**YOUR INSTRUCTIONS:**
Reproduce the passage below about the Raymond Chow case, everything from "Transcripts of body" down to "mischaracterized the encounters.".

**EXCERPT TO READ:**

# # # # # # #

The defense is accusing the government of player hating as usual.  Lawyers, J Tony Serra, and Curtis L. Briggs, are all too familiar with the government’s schemes.  The government is not only jealous of Shrimp Boy’s power, and respect.  Raymond Chow testified for the government and snitched his way from 25 to 3 years back in the day.  Millions of tax payer dollars have been wasted on trying to capture Raymond Shrimp Boy Chow, but lawyers claim he’s gone straight.  Government officials bought lavish hotels, expensive dinners and top shelf booze to lure Chow into criminal activity. They even took him on a fishing trip to Hawaii.  Now the case is being dismissed.

LATimes
According to the motion to dismiss, the government’s errors began with a misinterpretation of the white suit Chow wore to the 2006 funeral of Alan Leung, the former Ghee Kung Tong dragonhead. (The FBI believed white to be a sign of Chow’s “rise to power,” the motion said. Chow, who has been charged with arranging Leung’s killing, contends he wore white as a Chinese symbol of respect.)

“Operation Whitesuit,” launched as an investigation into alleged criminal behavior by Chow, eventually snared 28 other defendants. Among them was Yee, who was connected to Chow through a political fundraiser.

The multi-year probe relied heavily on UCE 4599, who “after failing at legitimately snagging Chow, independently engaged in criminal acts with people who knew Raymond” and were drawn to the expensive dinners and drinks the agent showered on “all who would show up,” the defense motion said.

Transcripts of body wire recordings included in the document indicated that UCE 4599 had plied Chow with alcohol, then pressured him to commit crimes and accept cash. Affidavits submitted by the agent, the defense contends, mischaracterized the encounters.

One, for example, noted only that Chow had said “No, no, no” before taking an envelope full of cash and placing it in his sport coat. The defense, citing the recordings, painted a more detailed scene of the agent’s persistence.

“Ya, I’m drunk! No, no, no, no,” Chow said as “Dave” pressed the envelope on him. “No, I’m, I’m good. I’m good,” Chow continued.

In another instance, Chow said he was “hella drunk.” As he tried to forcibly return another envelope of cash, the agent told him: “Stop. Stop.”

According to the prosecution, Chow merely pretended to keep his hands clean while making the introductions necessary for his criminal enterprises to flourish. Transcripts included in the defense motion, however, depicted Chow repeatedly attempting to distance himself from illegal activity.

# # # # # # #

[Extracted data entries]
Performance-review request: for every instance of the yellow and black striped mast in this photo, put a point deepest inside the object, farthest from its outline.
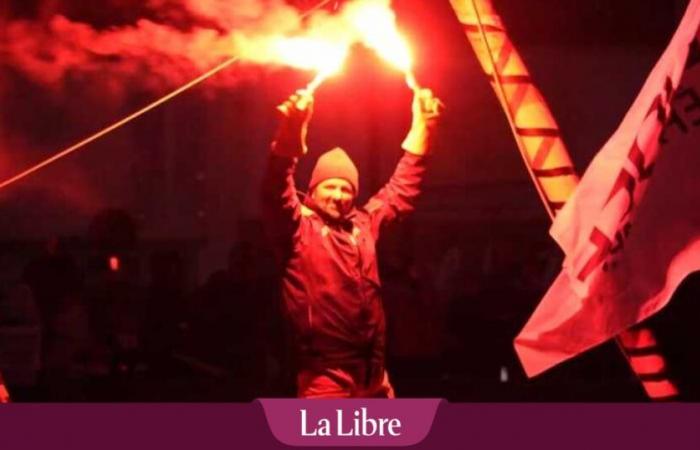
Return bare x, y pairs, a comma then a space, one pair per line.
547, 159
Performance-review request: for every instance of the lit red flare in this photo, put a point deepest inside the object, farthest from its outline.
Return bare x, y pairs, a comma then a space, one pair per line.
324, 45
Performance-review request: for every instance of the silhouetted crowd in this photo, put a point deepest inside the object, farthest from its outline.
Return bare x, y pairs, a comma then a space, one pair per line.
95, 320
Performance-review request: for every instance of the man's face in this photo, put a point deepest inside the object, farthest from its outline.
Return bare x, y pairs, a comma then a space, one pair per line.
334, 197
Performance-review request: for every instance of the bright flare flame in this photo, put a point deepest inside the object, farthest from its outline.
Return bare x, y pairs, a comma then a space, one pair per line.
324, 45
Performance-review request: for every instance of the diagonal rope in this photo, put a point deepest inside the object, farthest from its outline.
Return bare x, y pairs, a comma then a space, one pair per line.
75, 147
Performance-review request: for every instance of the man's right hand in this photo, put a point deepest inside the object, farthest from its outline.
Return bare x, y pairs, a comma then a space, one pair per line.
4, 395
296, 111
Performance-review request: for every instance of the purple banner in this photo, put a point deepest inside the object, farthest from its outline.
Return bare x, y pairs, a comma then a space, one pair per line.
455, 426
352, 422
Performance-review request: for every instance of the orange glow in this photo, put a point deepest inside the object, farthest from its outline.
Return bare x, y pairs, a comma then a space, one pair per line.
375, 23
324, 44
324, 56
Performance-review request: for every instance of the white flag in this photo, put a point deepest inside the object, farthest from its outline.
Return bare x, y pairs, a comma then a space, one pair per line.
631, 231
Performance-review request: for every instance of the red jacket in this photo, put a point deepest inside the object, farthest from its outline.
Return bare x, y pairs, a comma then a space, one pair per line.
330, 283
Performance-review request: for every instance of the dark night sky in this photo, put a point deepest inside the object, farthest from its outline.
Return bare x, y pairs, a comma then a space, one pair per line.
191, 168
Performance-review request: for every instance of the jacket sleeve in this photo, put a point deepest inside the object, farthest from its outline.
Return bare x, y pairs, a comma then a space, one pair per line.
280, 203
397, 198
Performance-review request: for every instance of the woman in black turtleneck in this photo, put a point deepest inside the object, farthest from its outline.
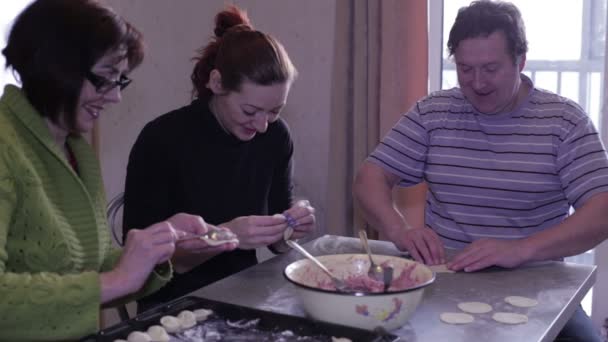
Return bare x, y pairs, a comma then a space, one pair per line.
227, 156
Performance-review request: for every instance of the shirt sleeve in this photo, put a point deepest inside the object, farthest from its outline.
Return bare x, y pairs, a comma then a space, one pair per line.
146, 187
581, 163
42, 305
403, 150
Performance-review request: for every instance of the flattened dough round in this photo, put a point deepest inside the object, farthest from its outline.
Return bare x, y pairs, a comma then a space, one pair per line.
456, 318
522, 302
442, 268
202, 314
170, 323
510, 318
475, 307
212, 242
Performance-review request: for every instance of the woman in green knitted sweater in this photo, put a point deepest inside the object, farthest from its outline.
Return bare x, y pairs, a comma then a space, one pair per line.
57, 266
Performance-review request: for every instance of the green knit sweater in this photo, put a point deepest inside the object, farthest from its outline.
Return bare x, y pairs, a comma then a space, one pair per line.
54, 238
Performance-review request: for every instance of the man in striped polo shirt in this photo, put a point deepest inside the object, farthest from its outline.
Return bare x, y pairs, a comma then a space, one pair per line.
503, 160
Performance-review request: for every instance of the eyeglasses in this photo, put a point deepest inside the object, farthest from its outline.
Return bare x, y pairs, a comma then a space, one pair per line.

# # # # # # #

**ANSWER TO THIS EXERCISE:**
Transcripts of body wire recordings included in the document indicated that UCE 4599 had plied Chow with alcohol, then pressured him to commit crimes and accept cash. Affidavits submitted by the agent, the defense contends, mischaracterized the encounters.